## Exercise prompt
Can you extend the 2026 business tax limits article below, picking up right after its final sentence?

## Reading passage
2026 Business Tax Limits and Key Financial Updates Every Company Should Know

Ken Botwinick, CPA | 12/30/2025

As 2026 begins, business owners and financial leaders need to be aware of several important tax figures that impact deductions, benefits, retirement plans, and overall tax strategy. Understanding these updated limits can help you make smarter planning decisions and avoid surprises at tax time. Below is an overview of the most relevant 2026 business tax thresholds and contribution limits. Keep in mind that specific rules, exceptions, and eligibility requirements may apply depending on your situation.

Depreciation and Business Investment Incentives

Businesses purchasing equipment, technology, or other qualifying assets in 2026 may benefit from the following depreciation-related provisions:

  • Bonus Depreciation: 100%
  • Section 179 Deduction Limit: $2.56 million
  • Section 179 Phase-Out Threshold: $4.09 million

These provisions may provide significant cash-flow advantages for companies investing in expansion, modernization, or capital equipment.

Qualified Retirement Plan Contribution Limits

Helping employees save for retirement remains a strong tax-advantaged strategy. For 2026, the limits include:

  • 401(k), 403(b), and 457 Plan Deferrals: $24,500
  • Catch-Up Contribution (Age 50+): $8,000
  • Additional Catch-Up (Ages 60–63): $3,250
  • SIMPLE IRA Deferrals: $17,000
  • SIMPLE IRA Catch-Up (Age 50+): $4,000
  • Additional SIMPLE Catch-Up (Ages 60–63): $1,250
  • Defined Contribution Plan Limit: $72,000
  • Defined Benefit Plan Annual Benefit Limit: $290,000
  • Highly Compensated Employee Compensation Threshold: $160,000
  • Key Employee (Top-Heavy Plan) Compensation Threshold: $235,000
  • Compensation Trigger for SEP Contributions: $800

These adjustments can impact benefit plan design, nondiscrimination testing, and executive compensation planning.

## Data entries
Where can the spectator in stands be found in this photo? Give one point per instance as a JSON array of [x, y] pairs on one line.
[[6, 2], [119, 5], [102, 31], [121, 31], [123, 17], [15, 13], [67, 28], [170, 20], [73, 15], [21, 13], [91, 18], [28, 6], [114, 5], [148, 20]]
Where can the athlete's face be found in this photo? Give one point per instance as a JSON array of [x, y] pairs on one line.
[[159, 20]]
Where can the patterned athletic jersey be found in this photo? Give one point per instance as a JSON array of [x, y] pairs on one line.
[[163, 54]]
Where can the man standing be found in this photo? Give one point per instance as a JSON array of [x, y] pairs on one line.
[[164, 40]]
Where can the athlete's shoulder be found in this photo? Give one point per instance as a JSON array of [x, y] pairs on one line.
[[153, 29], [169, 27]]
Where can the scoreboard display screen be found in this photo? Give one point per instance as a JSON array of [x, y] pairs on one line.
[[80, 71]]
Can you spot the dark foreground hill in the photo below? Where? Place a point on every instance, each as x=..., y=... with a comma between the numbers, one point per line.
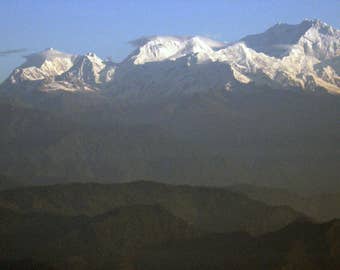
x=260, y=136
x=147, y=237
x=208, y=209
x=322, y=207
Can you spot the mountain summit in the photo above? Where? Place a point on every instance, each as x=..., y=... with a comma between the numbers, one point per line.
x=304, y=56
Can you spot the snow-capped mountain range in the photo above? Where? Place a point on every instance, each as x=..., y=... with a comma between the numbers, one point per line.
x=306, y=56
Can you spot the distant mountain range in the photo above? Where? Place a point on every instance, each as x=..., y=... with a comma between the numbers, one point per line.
x=303, y=56
x=186, y=110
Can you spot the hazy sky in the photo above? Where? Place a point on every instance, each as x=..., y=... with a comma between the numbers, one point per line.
x=106, y=27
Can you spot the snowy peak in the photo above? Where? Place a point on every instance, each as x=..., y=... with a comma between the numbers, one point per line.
x=302, y=56
x=160, y=48
x=43, y=65
x=86, y=69
x=278, y=40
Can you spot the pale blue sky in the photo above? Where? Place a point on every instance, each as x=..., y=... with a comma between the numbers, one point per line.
x=105, y=27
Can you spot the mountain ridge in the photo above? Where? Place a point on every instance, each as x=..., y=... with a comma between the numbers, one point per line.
x=284, y=56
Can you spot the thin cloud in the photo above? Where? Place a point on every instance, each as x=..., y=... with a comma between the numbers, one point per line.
x=13, y=51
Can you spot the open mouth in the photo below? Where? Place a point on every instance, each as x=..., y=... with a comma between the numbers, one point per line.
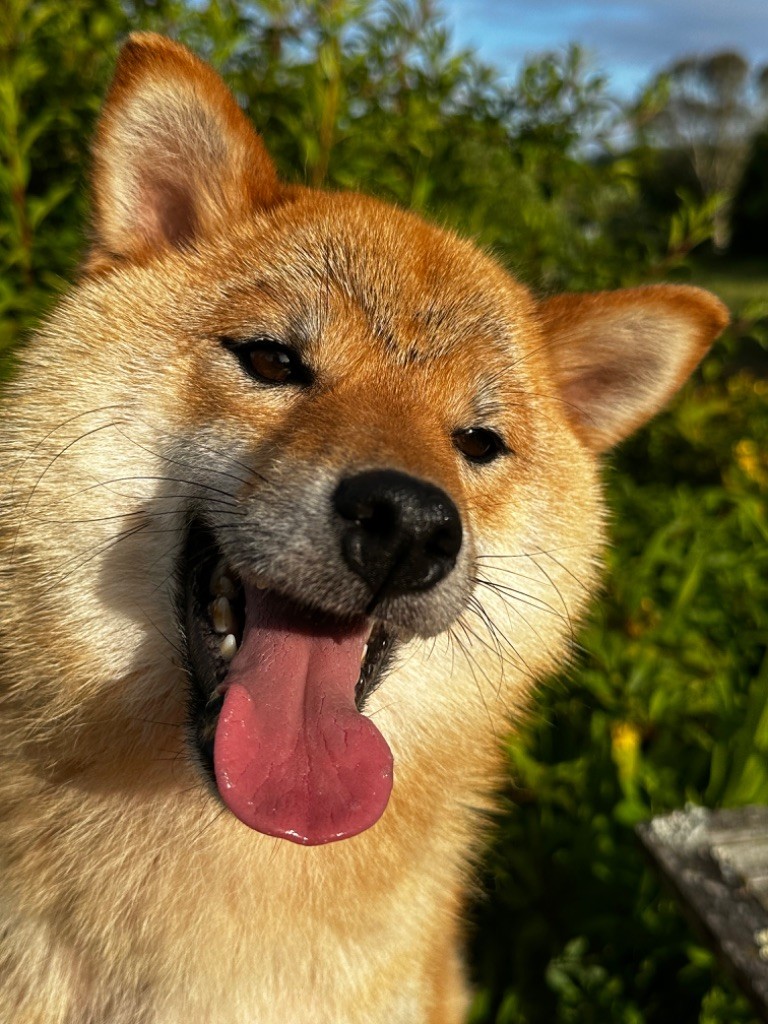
x=278, y=690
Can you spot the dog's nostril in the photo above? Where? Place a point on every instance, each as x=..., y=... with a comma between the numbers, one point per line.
x=398, y=534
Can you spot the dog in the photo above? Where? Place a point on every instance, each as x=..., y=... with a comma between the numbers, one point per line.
x=300, y=499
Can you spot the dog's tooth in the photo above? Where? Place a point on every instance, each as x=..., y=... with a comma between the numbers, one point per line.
x=221, y=615
x=222, y=584
x=228, y=647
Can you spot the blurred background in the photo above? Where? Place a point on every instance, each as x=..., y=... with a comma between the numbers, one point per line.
x=579, y=169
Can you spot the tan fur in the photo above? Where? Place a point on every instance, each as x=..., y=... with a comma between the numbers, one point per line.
x=129, y=895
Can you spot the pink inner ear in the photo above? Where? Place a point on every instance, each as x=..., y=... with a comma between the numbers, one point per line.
x=166, y=210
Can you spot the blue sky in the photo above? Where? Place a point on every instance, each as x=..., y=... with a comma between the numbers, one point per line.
x=629, y=39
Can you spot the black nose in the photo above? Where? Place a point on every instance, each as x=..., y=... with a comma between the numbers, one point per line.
x=399, y=535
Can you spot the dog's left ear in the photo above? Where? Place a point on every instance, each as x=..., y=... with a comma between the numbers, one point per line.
x=619, y=356
x=175, y=159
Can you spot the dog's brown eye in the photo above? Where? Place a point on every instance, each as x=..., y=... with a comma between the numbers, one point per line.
x=478, y=443
x=269, y=361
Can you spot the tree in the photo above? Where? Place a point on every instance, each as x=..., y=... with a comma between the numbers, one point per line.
x=714, y=104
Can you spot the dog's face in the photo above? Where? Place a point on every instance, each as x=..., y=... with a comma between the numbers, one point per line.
x=327, y=435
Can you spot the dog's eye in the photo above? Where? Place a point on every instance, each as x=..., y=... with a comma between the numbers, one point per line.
x=269, y=361
x=479, y=443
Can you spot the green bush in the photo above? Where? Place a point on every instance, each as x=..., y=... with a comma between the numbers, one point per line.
x=667, y=702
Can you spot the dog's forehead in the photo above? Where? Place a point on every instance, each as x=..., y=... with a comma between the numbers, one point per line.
x=421, y=292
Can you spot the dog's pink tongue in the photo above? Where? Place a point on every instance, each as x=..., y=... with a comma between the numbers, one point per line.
x=293, y=756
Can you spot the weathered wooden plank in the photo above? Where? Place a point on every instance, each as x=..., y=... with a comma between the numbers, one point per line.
x=717, y=861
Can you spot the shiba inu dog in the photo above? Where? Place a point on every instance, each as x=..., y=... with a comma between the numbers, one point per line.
x=300, y=498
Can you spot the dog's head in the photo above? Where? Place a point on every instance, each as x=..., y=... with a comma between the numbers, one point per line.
x=353, y=433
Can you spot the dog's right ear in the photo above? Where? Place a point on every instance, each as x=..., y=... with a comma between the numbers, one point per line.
x=175, y=159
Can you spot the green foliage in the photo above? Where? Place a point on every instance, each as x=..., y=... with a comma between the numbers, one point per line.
x=668, y=701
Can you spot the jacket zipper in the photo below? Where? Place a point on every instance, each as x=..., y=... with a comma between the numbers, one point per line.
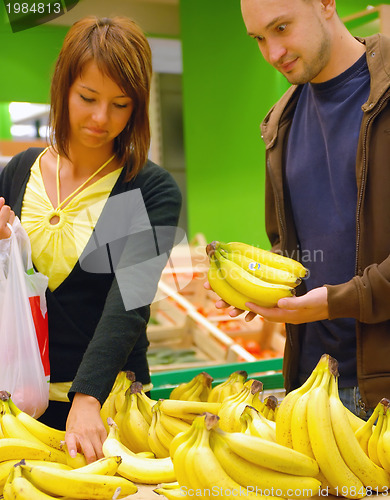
x=363, y=183
x=283, y=231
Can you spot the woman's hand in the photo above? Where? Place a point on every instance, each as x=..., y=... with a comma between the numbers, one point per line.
x=6, y=216
x=85, y=432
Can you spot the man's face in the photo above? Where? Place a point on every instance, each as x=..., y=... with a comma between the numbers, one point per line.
x=292, y=35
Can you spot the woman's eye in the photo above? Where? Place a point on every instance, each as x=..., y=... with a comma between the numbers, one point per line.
x=86, y=99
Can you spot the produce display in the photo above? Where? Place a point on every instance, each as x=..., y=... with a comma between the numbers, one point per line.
x=241, y=273
x=205, y=440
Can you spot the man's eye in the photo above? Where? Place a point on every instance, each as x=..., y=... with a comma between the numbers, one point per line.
x=86, y=99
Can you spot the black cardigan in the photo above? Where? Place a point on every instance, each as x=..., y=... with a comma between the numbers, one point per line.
x=91, y=334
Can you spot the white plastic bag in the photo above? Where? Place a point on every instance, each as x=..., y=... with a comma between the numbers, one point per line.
x=24, y=367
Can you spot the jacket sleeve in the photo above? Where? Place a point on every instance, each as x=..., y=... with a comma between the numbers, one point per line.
x=120, y=329
x=365, y=298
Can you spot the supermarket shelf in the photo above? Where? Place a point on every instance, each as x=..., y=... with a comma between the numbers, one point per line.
x=267, y=371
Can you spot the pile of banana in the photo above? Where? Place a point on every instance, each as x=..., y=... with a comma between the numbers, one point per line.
x=374, y=435
x=241, y=273
x=313, y=421
x=221, y=440
x=210, y=461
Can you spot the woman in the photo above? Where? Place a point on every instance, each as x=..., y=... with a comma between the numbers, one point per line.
x=91, y=204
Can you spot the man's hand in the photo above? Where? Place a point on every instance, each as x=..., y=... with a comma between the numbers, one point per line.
x=85, y=432
x=313, y=306
x=6, y=216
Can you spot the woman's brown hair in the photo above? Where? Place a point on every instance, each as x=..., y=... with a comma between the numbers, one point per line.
x=120, y=49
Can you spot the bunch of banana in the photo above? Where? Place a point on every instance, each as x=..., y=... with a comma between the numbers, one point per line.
x=28, y=433
x=270, y=408
x=241, y=273
x=374, y=435
x=197, y=389
x=162, y=431
x=133, y=420
x=233, y=406
x=319, y=426
x=187, y=410
x=232, y=385
x=116, y=398
x=254, y=423
x=135, y=467
x=7, y=466
x=32, y=482
x=207, y=459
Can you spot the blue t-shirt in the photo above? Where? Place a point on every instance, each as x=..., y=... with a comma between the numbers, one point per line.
x=321, y=178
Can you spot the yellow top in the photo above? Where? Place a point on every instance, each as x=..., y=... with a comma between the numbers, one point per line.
x=57, y=247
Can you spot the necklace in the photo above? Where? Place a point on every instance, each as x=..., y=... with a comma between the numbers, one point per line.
x=77, y=190
x=54, y=216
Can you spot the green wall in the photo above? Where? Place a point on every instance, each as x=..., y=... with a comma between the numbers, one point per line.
x=228, y=89
x=27, y=59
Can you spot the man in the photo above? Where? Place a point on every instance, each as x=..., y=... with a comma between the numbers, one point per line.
x=327, y=191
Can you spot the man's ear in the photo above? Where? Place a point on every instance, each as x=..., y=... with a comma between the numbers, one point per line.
x=328, y=7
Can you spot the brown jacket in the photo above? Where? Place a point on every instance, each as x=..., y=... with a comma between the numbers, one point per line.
x=367, y=296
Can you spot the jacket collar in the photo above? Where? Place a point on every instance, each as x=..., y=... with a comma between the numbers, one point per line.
x=378, y=61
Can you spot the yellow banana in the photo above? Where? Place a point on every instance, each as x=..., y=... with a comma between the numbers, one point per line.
x=21, y=488
x=179, y=439
x=323, y=442
x=372, y=446
x=299, y=424
x=72, y=483
x=232, y=385
x=145, y=405
x=74, y=462
x=170, y=493
x=172, y=424
x=107, y=466
x=210, y=477
x=135, y=468
x=108, y=409
x=363, y=434
x=154, y=442
x=249, y=474
x=5, y=468
x=260, y=292
x=222, y=288
x=47, y=435
x=262, y=271
x=232, y=408
x=13, y=428
x=367, y=471
x=284, y=415
x=186, y=456
x=265, y=257
x=134, y=428
x=384, y=440
x=182, y=388
x=15, y=448
x=187, y=409
x=125, y=381
x=268, y=454
x=256, y=424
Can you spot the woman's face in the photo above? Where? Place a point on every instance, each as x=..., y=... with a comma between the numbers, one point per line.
x=98, y=109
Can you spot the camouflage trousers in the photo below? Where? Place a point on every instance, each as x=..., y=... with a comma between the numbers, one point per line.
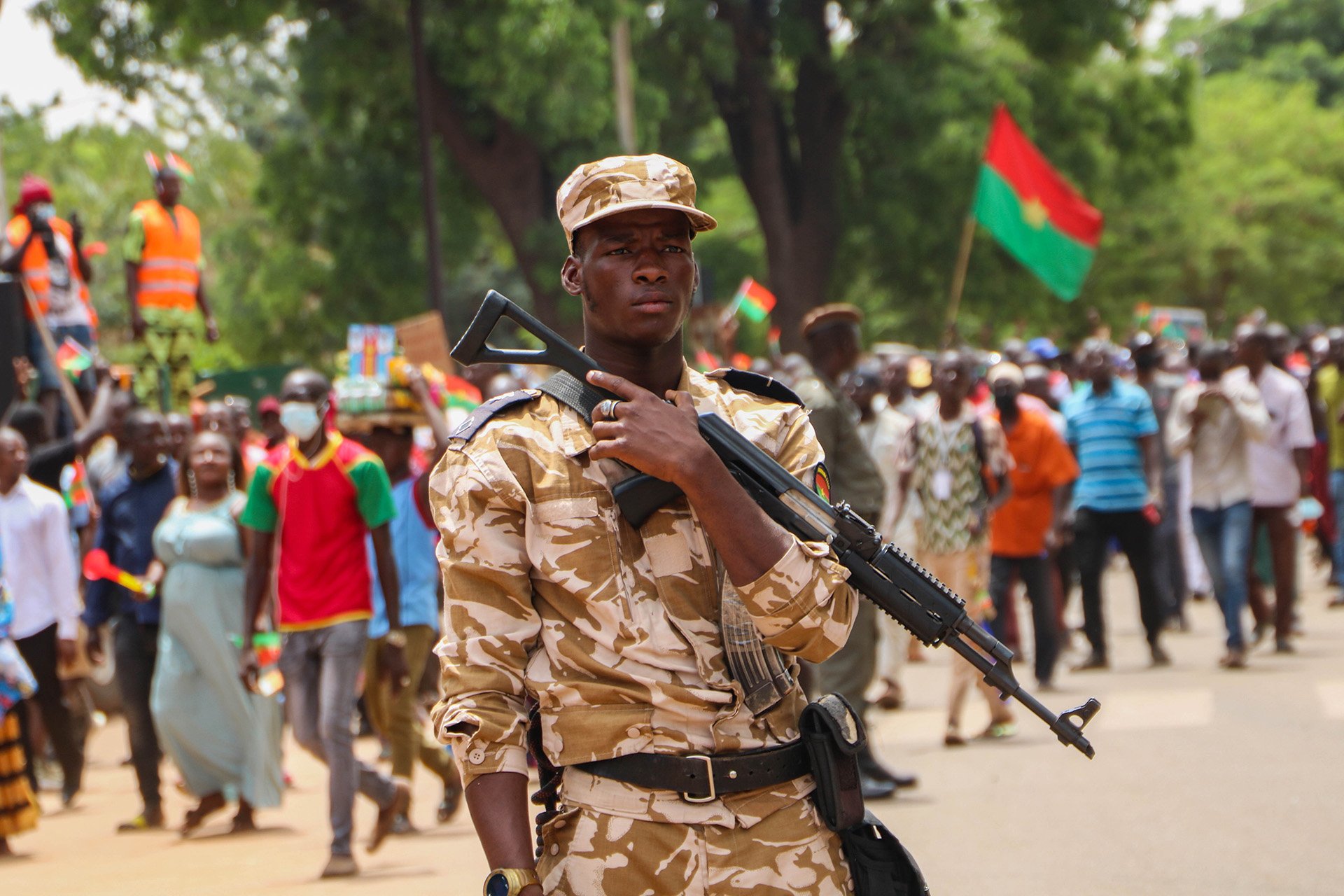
x=164, y=372
x=587, y=852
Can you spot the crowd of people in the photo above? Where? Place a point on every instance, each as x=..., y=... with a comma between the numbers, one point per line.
x=202, y=516
x=1022, y=465
x=206, y=532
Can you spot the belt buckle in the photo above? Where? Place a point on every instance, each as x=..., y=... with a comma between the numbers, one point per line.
x=708, y=770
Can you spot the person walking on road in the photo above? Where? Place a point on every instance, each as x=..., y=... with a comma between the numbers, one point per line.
x=958, y=464
x=132, y=505
x=1215, y=421
x=41, y=564
x=1280, y=463
x=622, y=634
x=832, y=336
x=414, y=539
x=48, y=254
x=1031, y=520
x=1329, y=382
x=222, y=738
x=166, y=290
x=18, y=804
x=1119, y=495
x=311, y=507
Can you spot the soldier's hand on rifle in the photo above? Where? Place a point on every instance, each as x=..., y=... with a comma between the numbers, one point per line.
x=651, y=434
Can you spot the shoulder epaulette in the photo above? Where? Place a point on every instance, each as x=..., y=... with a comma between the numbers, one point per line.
x=757, y=384
x=477, y=418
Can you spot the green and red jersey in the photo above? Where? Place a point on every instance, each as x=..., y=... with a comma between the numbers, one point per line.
x=320, y=510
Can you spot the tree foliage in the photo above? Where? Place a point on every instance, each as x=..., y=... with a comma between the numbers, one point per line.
x=836, y=143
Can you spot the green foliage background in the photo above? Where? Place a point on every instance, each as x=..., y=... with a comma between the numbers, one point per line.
x=1217, y=155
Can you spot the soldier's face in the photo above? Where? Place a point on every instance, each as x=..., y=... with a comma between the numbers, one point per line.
x=636, y=274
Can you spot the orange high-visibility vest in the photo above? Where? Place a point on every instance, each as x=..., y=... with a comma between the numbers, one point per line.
x=35, y=266
x=169, y=267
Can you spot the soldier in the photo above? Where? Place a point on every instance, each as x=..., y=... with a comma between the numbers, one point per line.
x=834, y=346
x=626, y=638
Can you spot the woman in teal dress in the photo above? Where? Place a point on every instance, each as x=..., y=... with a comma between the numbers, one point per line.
x=222, y=738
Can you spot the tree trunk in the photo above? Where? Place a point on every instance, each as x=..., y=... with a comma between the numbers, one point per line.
x=787, y=162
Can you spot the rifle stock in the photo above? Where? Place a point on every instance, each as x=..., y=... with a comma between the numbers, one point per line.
x=881, y=573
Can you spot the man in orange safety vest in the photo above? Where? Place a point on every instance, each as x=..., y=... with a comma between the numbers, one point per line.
x=46, y=253
x=164, y=286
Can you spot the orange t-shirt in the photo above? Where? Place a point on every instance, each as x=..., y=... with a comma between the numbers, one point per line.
x=1042, y=463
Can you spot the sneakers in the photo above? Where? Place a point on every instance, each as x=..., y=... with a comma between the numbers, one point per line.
x=999, y=729
x=340, y=867
x=387, y=816
x=148, y=820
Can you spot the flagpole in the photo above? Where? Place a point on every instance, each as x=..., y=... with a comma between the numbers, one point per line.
x=958, y=276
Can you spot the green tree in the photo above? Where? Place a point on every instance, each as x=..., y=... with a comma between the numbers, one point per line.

## Output for this exercise
Health and Fringe Benefit Contribution Limits

Health and wellness benefits continue to offer meaningful tax savings for both employers and employees:

  • Health Savings Account (HSA) Contributions: $4,400 for individual coverage, $8,750 for family coverage
  • Health Flexible Spending Account (FSA) Contributions: $3,400
  • FSA Carryover Allowance: $680
  • Dependent Care FSA Contribution Limit: $7,500
  • Monthly Commuter and Transit Benefit: $340
  • Monthly Qualified Parking Benefit: $340

Some benefit programs may have additional eligibility or plan-specific requirements that businesses should review carefully with their advisors.

Other Key Business-Related Tax Thresholds

  • Section 199A Qualified Business Income Deduction Phase-In Range: $201,750 – $276,750 (double for joint filers)
  • Excess Business Loss Limitation Threshold: $256,000 (double for joint filers)
  • Gross Receipts Threshold for Use of Cash Accounting Method: $32 million

This threshold also affects related rules, including certain interest expense deduction limitations.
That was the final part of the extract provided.